Rewrite the records below as a numbered list, omitting any blank lines. Leave the pictures out of your answer.

##########

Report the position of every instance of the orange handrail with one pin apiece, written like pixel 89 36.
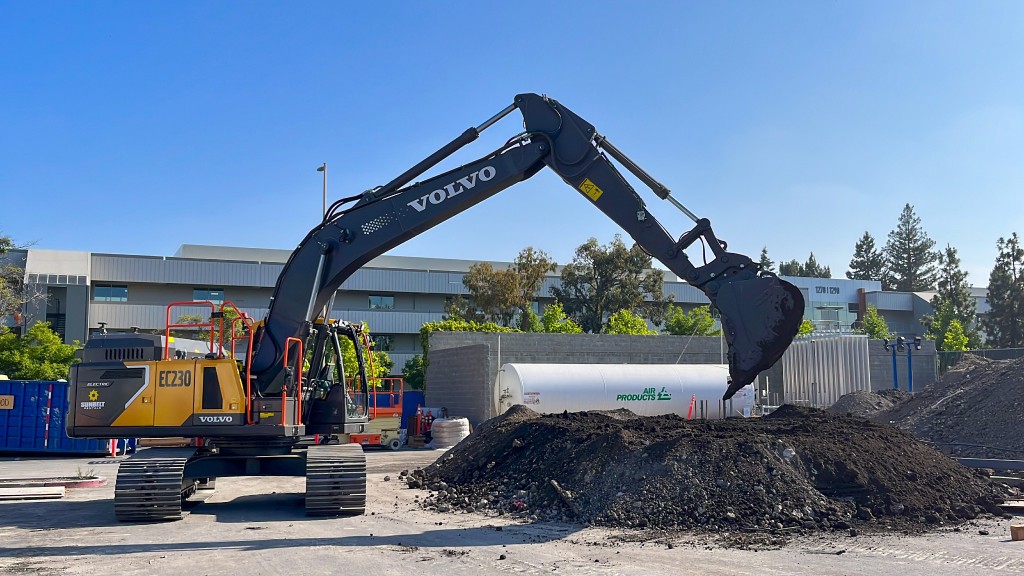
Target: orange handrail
pixel 298 391
pixel 169 325
pixel 249 382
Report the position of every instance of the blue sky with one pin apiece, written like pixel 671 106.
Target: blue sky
pixel 134 127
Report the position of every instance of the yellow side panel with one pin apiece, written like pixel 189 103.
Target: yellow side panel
pixel 231 389
pixel 175 386
pixel 140 407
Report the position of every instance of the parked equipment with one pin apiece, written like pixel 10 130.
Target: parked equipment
pixel 251 416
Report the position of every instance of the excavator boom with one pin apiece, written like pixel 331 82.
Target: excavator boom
pixel 760 313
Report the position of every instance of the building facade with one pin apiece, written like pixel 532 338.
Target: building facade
pixel 83 292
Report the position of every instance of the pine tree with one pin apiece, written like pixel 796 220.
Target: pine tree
pixel 909 259
pixel 873 324
pixel 867 262
pixel 813 270
pixel 953 301
pixel 793 268
pixel 810 269
pixel 766 263
pixel 1004 323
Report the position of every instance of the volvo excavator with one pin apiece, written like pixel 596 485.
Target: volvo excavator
pixel 249 410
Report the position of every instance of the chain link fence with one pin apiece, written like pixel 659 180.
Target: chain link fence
pixel 949 359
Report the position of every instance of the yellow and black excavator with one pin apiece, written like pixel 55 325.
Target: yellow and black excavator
pixel 250 414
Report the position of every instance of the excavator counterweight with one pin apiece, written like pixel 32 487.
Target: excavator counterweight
pixel 251 407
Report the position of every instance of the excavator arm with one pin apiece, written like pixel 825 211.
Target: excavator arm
pixel 760 313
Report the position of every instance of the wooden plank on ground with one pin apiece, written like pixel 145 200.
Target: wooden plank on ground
pixel 32 493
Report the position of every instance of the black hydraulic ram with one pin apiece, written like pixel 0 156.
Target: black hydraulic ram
pixel 760 313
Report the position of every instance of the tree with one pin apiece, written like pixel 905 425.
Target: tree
pixel 867 262
pixel 909 258
pixel 501 295
pixel 528 322
pixel 530 268
pixel 605 279
pixel 461 309
pixel 14 293
pixel 697 322
pixel 494 292
pixel 766 263
pixel 415 372
pixel 554 321
pixel 793 268
pixel 873 324
pixel 810 269
pixel 953 301
pixel 806 327
pixel 954 339
pixel 625 322
pixel 39 355
pixel 1004 324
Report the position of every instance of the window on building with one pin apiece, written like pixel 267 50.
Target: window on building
pixel 381 302
pixel 830 315
pixel 110 293
pixel 215 295
pixel 383 342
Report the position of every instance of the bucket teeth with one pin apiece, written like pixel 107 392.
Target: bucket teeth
pixel 760 319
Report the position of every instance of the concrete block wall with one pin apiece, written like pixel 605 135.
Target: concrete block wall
pixel 451 374
pixel 456 379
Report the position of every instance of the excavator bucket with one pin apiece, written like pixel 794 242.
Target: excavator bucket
pixel 760 318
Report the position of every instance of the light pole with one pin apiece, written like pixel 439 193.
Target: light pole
pixel 909 362
pixel 323 168
pixel 898 344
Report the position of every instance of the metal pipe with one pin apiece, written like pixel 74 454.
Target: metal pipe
pixel 682 208
pixel 448 150
pixel 508 110
pixel 660 190
pixel 909 368
pixel 316 280
pixel 895 375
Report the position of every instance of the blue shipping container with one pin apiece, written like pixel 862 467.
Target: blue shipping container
pixel 32 419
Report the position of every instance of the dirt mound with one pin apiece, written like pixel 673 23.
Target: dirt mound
pixel 797 469
pixel 869 404
pixel 974 410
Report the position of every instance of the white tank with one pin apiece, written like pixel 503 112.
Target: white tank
pixel 646 389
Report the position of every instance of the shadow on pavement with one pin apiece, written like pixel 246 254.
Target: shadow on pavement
pixel 439 538
pixel 51 515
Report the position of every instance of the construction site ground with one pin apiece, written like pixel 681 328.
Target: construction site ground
pixel 255 526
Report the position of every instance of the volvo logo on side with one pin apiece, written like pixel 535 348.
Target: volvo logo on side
pixel 216 419
pixel 454 189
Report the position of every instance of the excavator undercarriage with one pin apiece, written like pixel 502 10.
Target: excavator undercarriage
pixel 249 408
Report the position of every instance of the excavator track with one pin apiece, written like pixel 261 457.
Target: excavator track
pixel 336 480
pixel 151 485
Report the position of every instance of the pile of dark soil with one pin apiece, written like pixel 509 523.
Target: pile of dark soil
pixel 975 410
pixel 869 404
pixel 797 469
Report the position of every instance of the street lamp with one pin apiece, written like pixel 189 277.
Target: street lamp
pixel 323 168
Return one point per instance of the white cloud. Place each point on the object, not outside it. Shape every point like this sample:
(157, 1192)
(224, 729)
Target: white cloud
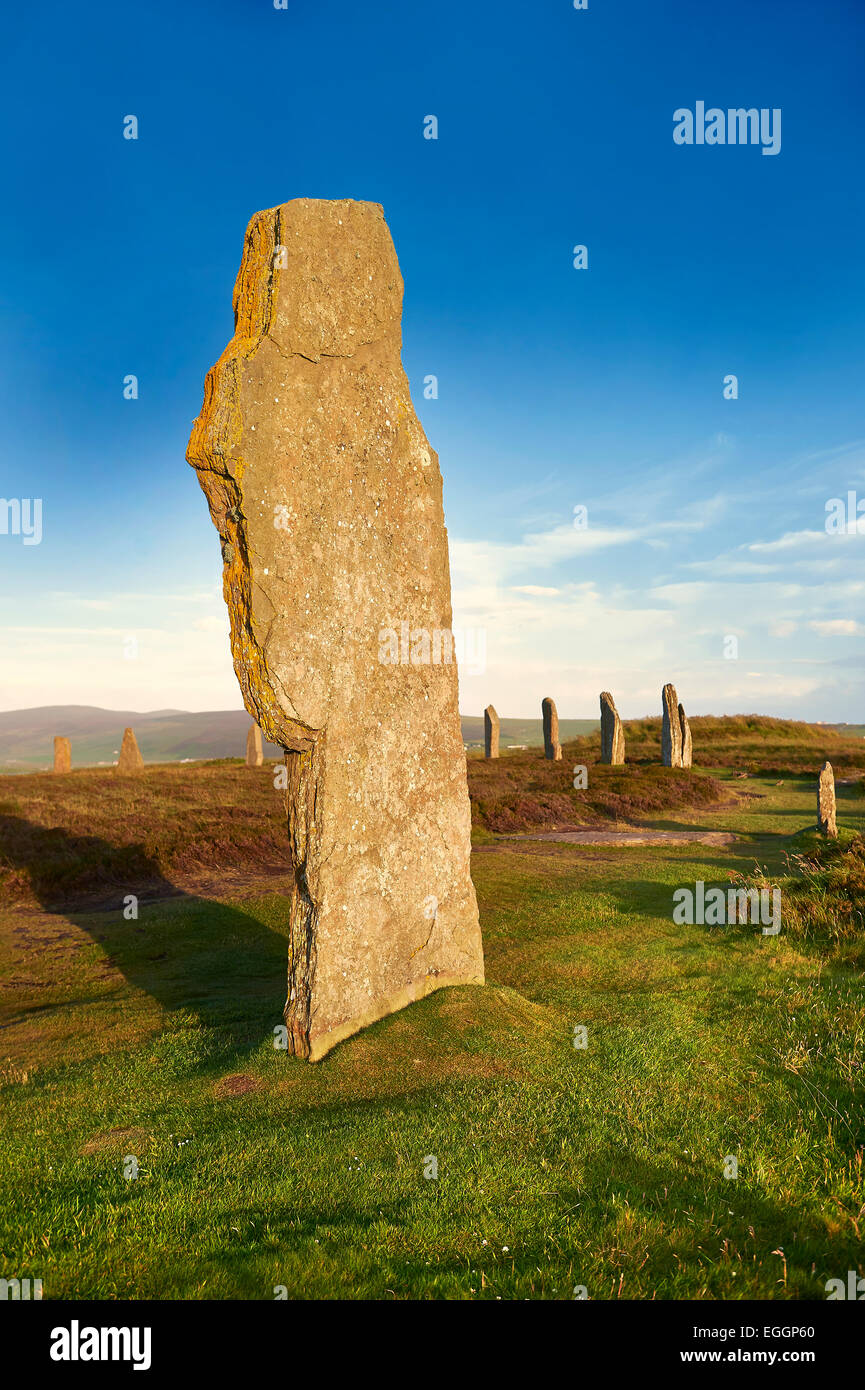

##########

■ **TASK RESPONSE**
1. Report the position of every instance of the orange handrail with one pin apiece, written like pixel 89 36.
2. Target: orange handrail
3. pixel 298 391
4. pixel 169 325
5. pixel 249 382
6. Report the position of every instance of the blue sky with one pin apiece, written like pixel 671 106.
7. Target: blue sky
8. pixel 134 127
9. Report the position of every instance of the yellow side panel with one pin apiece, written like pixel 189 103.
10. Target: yellow side panel
11. pixel 231 389
12. pixel 175 386
13. pixel 140 407
14. Report the position of every instance of the parked equipment with one pin apiece, written like pixel 10 130.
15. Target: parked equipment
16. pixel 251 416
17. Report the position of every instance of the excavator boom with one pin apiece, written like pixel 331 82.
18. Target: excavator boom
19. pixel 760 313
20. Report the position of every instance of the building facade with one pin apiece, written like pixel 532 338.
21. Target: building facade
22. pixel 83 292
23. Report the position of every instance of the pine tree with one pin apiece, written like pixel 796 220.
24. Target: pine tree
25. pixel 909 259
26. pixel 873 324
27. pixel 867 262
28. pixel 813 270
29. pixel 953 301
30. pixel 793 268
31. pixel 810 269
32. pixel 766 263
33. pixel 1004 323
34. Report the position of every instance of the volvo excavator with one pin apiece, written like pixel 596 485.
35. Target: volvo excavator
36. pixel 249 410
37. Report the position of every instance of the chain link fence with one pin apiece, written like pixel 659 180.
38. Target: chain link fence
39. pixel 949 359
40. Report the position of every instance of the yellow and black excavator with one pin apiece, written like pixel 55 325.
41. Target: yellow and black excavator
42. pixel 250 414
43. Report the position of every instance of the excavator counterweight with one pin apiece, written like pixel 32 487.
44. Target: excavator counterweight
45. pixel 251 407
46. Report the position of every instance of the excavator arm with one pin apiece, written like pixel 825 211.
47. Target: excavator arm
48. pixel 760 313
49. Report the position of every instance of the wooden plank on ground with one pin apiece, written like pixel 145 200.
50. Target: wooden plank on ground
51. pixel 32 493
52. Report the position of every instance of the black hydraulic ram with one pin apiece, written like pixel 0 156.
53. Target: black hydraulic ram
54. pixel 760 313
55. Report the position of every instance of the tree with one pin apiece, written like pixel 905 425.
56. Target: tree
57. pixel 867 262
58. pixel 909 258
59. pixel 501 295
60. pixel 528 322
61. pixel 530 268
62. pixel 605 279
63. pixel 461 309
64. pixel 14 293
65. pixel 697 322
66. pixel 494 292
67. pixel 766 263
68. pixel 415 372
69. pixel 554 321
70. pixel 793 268
71. pixel 873 324
72. pixel 810 269
73. pixel 953 301
74. pixel 806 327
75. pixel 954 339
76. pixel 625 322
77. pixel 39 355
78. pixel 1004 324
79. Report the position of every instance of the window on building with one pin apiece, written like pixel 267 50.
80. Target: window on building
81. pixel 381 302
82. pixel 830 315
83. pixel 110 293
84. pixel 215 295
85. pixel 383 342
86. Report the position of every instance of the bucket teeth with one pin apiece, written like pixel 107 392.
87. Target: bucket teeth
88. pixel 760 319
89. Report the position of every instance of the concrete block wall with one pin apiece, written like pixel 605 135.
90. Target: concrete block wall
91. pixel 451 374
92. pixel 456 379
93. Report the position of every instance of the excavator bucket with one pin apiece, written like pixel 794 242.
94. Target: excavator bucket
95. pixel 760 318
96. Report the position of every instance of the light pole with one pin apiece, written like pixel 439 193.
97. Target: light pole
98. pixel 909 362
99. pixel 323 168
100. pixel 898 344
101. Report the position of every instance of the metal pipe with one pin apiece, written like pixel 74 454.
102. Target: metal pipe
103. pixel 682 208
104. pixel 448 150
105. pixel 508 110
106. pixel 660 190
107. pixel 909 368
108. pixel 316 280
109. pixel 895 375
110. Report the position of every instance of the blue shipping container with one pin apiece, written like pixel 862 467.
111. Target: blue shipping container
112. pixel 32 419
113. Report the position of every instance of the dirt mound with one pin apiece, written like pixel 673 23.
114. Target: dirt mound
115. pixel 797 469
116. pixel 869 404
117. pixel 974 410
118. Report the position of every instance of the white tank with one pin apiece, written like pixel 503 112.
119. Target: white tank
120. pixel 646 389
121. Report the position of every instance of the shadow on pavement with one pin apiece, written like pixel 246 254.
122. Target: shadow on pavement
123. pixel 439 538
124. pixel 51 515
125. Report the position of every instance of the construction site ground with one pin apiece, written like pixel 681 328.
126. Target: construction site ground
127. pixel 255 526
128. Report the position of every instance of the volvo logo on side with one pin apiece, written like pixel 535 348.
129. Target: volvo logo on side
130. pixel 216 419
131. pixel 454 189
132. Report the position of every instance of the excavator undercarriage with one pin apiece, written like pixel 502 10.
133. Target: excavator undercarriage
134. pixel 249 408
135. Report the position of every instance of the excavator track with one pin apiece, written like pixel 261 457.
136. Target: excavator track
137. pixel 336 480
138. pixel 151 485
139. Report the position of every instance of the pile of dark soil with one pin apiece, written like pixel 509 523.
140. Target: pile of dark soil
141. pixel 975 410
142. pixel 869 404
143. pixel 797 469
144. Report the position of every instance of the street lamp with one pin apiece, written like pixel 189 277.
145. Target: street lamp
146. pixel 323 168
147. Return one point per instance of the white cloud. Place each point on the object, not outside it. Shape every point like this sample:
148. (157, 1192)
149. (224, 729)
150. Target: white cloud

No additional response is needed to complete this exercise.